## What you need to do
Reproduce the records below character for character, beginning with the line that contains "outline wavy reflection line, every instance" and continuing to the end of the records.

* start Information supplied *

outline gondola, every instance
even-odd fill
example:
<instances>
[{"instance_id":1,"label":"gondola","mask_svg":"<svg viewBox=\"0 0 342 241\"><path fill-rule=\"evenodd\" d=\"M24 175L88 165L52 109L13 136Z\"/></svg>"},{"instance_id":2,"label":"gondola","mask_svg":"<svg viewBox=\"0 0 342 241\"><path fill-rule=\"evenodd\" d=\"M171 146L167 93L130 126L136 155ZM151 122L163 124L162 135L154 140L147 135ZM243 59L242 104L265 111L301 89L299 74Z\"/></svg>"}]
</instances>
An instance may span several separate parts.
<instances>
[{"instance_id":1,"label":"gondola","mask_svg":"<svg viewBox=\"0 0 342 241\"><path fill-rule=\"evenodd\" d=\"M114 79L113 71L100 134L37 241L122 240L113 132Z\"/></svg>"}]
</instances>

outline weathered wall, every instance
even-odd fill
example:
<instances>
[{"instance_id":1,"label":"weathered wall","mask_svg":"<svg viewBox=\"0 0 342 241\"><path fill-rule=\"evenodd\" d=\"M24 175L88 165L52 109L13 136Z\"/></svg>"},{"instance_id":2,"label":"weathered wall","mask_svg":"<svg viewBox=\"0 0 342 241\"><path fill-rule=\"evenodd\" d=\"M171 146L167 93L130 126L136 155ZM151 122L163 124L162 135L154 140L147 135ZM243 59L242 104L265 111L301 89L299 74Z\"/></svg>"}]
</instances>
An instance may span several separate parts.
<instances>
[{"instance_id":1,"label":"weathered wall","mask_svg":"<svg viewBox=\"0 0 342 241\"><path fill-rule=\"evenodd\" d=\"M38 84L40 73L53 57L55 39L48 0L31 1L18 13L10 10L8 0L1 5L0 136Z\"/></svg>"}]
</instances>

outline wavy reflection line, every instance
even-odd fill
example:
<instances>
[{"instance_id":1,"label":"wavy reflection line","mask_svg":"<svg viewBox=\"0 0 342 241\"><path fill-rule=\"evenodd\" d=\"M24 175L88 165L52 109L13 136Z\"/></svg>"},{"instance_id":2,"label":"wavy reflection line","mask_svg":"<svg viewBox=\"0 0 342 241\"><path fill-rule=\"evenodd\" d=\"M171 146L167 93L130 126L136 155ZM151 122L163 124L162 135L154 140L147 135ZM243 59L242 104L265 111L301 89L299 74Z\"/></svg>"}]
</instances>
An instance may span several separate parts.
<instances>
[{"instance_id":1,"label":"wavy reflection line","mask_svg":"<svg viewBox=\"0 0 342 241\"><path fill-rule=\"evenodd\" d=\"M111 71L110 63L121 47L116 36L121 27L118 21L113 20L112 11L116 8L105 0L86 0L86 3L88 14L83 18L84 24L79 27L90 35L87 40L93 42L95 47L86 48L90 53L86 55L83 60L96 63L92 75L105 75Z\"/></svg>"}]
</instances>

* end Information supplied *

## Final result
outline wavy reflection line, every instance
even-odd fill
example:
<instances>
[{"instance_id":1,"label":"wavy reflection line","mask_svg":"<svg viewBox=\"0 0 342 241\"><path fill-rule=\"evenodd\" d=\"M24 175L88 165L52 109L13 136Z\"/></svg>"},{"instance_id":2,"label":"wavy reflection line","mask_svg":"<svg viewBox=\"0 0 342 241\"><path fill-rule=\"evenodd\" d=\"M171 146L167 93L130 126L136 155ZM151 122L163 124L162 135L154 140L147 135ZM243 59L242 104L265 111L301 89L299 74Z\"/></svg>"}]
</instances>
An instance may span several separate parts.
<instances>
[{"instance_id":1,"label":"wavy reflection line","mask_svg":"<svg viewBox=\"0 0 342 241\"><path fill-rule=\"evenodd\" d=\"M111 71L110 63L121 47L116 36L121 27L118 21L113 20L112 11L116 8L105 0L86 0L86 3L88 14L83 18L84 24L79 27L90 35L87 40L93 42L95 47L86 48L90 53L86 55L83 60L96 63L92 75L105 75Z\"/></svg>"}]
</instances>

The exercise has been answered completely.